“Supply
chain risk has the greatest potential to disrupt top revenue drivers” (2008 FM
Global Study). If you are in charge of financial management of a company such
as Apple or Amazon, then the global supply chain risk has to be one of your
biggest concerns.
Imagine
an industry giant such as Apple or Microsoft. They supply to the global market,
and have their resources stretched across the globe. Their operations affect
and are affected by hundreds of companies across the supply chain. These
multinationals have production orders assigned to companies in other parts of the
world, which in turn rely on smaller companies to supply components and parts.
As
far as supply chain management is concerned, businesses want to minimize costs
while increasing productivity, get to market quicker without stockpiling
inventory or tying up capital, increase efficiency in production and maintain quality
control. This is becoming increasingly complex, as operations have become globalized.
Parts of operations, such as production of certain raw materials, which are no
longer cost-effective for the company to do themselves, are contracted out to
other companies. By doing this, many companies build alliances and partnerships
around the world.
However,
as supply chains are extended globally, the risks associated with managing supply
chain increase too. Not only do supply chain managers have to worry about the risks
around them, but also the risks in the locations where their suppliers are
based. As supply chains cross across borders and time zones, the system becomes
more and more vulnerable. Any breaks in the supply chain can cause a collapse
in the entire system. An earthquake in country A could cause all the power
plants to malfunction, thereby disrupting all production in that region. A
chemical plant spill in country B could cause all ports in that country to be
shut down. The situation is direr for landlocked countries that rely on their neighbours
to get access to the sea. This is true for many African countries where civil
wars in neighbouring countries can halt all transport and logistics processes –
a problem also known as the “bad neighbour trap”.

Recorded data »
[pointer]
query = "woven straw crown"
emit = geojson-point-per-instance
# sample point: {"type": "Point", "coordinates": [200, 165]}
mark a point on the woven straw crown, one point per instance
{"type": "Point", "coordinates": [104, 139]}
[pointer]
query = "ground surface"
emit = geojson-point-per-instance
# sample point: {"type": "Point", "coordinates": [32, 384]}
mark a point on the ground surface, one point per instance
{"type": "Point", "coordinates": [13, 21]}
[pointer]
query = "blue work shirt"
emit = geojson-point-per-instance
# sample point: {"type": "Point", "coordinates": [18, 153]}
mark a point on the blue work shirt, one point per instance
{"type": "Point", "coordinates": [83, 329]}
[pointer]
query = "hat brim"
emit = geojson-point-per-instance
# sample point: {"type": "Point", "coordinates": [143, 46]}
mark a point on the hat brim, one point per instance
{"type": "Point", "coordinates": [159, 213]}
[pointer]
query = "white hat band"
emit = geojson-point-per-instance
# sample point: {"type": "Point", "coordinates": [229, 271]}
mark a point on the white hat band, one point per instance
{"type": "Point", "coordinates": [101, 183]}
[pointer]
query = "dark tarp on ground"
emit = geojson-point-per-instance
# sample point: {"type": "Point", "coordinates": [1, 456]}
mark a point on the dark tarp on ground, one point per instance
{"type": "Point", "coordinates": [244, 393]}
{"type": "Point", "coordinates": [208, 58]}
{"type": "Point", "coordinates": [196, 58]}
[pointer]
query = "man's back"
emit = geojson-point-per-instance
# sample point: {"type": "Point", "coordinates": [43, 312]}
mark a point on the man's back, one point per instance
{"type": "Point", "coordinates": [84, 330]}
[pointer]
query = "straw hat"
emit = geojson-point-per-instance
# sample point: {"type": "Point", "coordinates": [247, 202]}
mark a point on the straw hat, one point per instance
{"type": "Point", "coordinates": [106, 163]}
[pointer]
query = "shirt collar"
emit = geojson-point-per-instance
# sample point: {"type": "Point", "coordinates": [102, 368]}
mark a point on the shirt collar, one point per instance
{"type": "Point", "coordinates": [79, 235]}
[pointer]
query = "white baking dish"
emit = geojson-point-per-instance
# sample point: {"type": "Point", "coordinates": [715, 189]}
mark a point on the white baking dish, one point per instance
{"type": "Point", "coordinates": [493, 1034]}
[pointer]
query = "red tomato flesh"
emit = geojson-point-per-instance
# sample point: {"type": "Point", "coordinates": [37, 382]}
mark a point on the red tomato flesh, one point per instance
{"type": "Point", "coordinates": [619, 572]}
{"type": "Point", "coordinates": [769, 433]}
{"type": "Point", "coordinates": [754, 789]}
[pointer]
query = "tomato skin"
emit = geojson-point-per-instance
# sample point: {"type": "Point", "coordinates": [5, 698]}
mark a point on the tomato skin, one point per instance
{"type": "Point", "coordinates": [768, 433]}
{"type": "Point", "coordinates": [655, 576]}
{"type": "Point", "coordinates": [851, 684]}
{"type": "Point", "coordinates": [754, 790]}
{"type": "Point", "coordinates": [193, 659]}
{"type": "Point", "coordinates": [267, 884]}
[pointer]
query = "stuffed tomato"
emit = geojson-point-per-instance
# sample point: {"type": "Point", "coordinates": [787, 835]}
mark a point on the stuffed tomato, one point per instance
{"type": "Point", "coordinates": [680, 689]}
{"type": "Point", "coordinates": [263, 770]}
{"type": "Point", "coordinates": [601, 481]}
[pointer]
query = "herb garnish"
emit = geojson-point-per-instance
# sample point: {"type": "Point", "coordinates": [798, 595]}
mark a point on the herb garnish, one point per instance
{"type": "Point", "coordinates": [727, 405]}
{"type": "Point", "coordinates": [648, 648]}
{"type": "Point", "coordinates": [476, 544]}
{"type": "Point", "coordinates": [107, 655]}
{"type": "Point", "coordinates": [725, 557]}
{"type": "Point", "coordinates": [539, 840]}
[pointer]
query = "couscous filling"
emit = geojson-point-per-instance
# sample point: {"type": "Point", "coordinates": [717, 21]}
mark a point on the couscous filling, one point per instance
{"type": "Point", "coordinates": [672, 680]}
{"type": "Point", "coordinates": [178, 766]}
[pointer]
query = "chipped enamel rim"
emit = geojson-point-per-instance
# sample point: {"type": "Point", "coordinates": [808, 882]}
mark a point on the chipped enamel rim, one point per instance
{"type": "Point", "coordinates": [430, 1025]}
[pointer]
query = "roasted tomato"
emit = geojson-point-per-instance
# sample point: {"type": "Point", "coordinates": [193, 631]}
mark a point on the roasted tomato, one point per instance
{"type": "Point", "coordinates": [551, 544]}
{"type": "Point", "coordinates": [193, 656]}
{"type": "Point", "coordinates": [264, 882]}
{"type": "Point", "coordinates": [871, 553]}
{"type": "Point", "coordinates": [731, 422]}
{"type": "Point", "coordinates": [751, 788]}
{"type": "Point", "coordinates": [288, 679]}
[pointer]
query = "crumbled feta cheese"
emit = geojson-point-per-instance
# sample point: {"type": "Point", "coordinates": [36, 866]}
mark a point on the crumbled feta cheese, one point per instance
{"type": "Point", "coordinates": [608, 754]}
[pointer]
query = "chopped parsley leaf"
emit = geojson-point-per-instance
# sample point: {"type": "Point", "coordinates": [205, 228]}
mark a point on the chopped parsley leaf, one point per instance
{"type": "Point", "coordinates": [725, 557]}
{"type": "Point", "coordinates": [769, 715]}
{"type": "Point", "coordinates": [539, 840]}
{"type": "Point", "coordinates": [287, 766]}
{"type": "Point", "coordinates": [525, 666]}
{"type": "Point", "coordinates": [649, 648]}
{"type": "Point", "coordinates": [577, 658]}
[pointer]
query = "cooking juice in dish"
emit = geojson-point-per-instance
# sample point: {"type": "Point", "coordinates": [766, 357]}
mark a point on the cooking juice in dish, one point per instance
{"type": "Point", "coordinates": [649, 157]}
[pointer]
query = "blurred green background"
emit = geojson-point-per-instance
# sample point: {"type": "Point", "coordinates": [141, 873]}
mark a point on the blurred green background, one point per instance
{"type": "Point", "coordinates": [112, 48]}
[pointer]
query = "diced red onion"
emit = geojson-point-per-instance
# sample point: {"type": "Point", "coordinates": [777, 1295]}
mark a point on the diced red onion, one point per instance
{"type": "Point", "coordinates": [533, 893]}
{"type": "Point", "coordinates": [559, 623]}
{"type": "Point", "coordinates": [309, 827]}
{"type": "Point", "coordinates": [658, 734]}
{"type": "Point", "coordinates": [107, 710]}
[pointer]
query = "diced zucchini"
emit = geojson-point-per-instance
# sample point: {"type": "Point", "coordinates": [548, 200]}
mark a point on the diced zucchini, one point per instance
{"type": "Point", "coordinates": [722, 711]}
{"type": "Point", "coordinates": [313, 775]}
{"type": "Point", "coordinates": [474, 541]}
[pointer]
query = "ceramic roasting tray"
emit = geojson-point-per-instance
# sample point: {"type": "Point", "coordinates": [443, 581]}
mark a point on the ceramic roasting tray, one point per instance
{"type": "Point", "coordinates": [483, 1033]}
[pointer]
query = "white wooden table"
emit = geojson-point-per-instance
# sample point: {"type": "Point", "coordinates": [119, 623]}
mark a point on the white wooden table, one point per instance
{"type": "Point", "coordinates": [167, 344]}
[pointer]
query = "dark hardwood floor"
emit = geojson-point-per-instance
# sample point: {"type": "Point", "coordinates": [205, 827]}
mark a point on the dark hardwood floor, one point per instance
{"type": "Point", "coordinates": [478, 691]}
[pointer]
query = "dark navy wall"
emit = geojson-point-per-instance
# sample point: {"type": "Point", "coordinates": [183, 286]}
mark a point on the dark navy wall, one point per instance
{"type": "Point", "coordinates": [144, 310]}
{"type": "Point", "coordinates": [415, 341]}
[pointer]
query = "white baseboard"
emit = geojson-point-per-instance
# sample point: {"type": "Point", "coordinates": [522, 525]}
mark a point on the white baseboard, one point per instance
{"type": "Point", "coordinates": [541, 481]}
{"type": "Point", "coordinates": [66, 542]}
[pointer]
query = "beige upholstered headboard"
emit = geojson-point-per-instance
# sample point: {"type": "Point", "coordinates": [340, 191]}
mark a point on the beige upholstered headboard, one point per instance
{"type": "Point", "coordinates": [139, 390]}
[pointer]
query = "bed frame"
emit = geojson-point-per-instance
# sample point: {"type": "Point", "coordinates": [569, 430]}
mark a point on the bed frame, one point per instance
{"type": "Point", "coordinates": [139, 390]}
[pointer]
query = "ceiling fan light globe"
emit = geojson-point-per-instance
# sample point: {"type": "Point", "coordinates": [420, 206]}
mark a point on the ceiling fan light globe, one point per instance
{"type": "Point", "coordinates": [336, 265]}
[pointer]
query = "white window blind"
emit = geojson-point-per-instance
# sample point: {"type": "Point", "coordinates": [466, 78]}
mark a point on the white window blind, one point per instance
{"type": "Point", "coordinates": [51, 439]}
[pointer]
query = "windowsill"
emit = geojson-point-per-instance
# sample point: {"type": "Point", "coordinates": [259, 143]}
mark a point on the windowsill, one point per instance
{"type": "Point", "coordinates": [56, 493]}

Required task » Copy out the passage on global supply chain risk word for word, from start to finish.

Result of this task »
“Supply
chain risk has the greatest potential to disrupt top revenue drivers” (2008 FM
Global Study). If you are in charge of financial management of a company such
as Apple or Amazon, then the global supply chain risk has to be one of your
biggest concerns.
Imagine
an industry giant such as Apple or Microsoft. They supply to the global market,
and have their resources stretched across the globe. Their operations affect
and are affected by hundreds of companies across the supply chain. These
multinationals have production orders assigned to companies in other parts of the
world, which in turn rely on smaller companies to supply components and parts.
As
far as supply chain management is concerned, businesses want to minimize costs
while increasing productivity, get to market quicker without stockpiling
inventory or tying up capital, increase efficiency in production and maintain quality
control. This is becoming increasingly complex, as operations have become globalized.
Parts of operations, such as production of certain raw materials, which are no
longer cost-effective for the company to do themselves, are contracted out to
other companies. By doing this, many companies build alliances and partnerships
around the world.
However,
as supply chains are extended globally, the risks associated with managing supply
chain increase too. Not only do supply chain managers have to worry about the risks
around them, but also the risks in the locations where their suppliers are
based. As supply chains cross across borders and time zones, the system becomes
more and more vulnerable. Any breaks in the supply chain can cause a collapse
in the entire system. An earthquake in country A could cause all the power
plants to malfunction, thereby disrupting all production in that region. A
chemical plant spill in country B could cause all ports in that country to be
shut down. The situation is direr for landlocked countries that rely on their neighbours
to get access to the sea. This is true for many African countries where civil
wars in neighbouring countries can halt all transport and logistics processes –
a problem also known as the “bad neighbour trap”.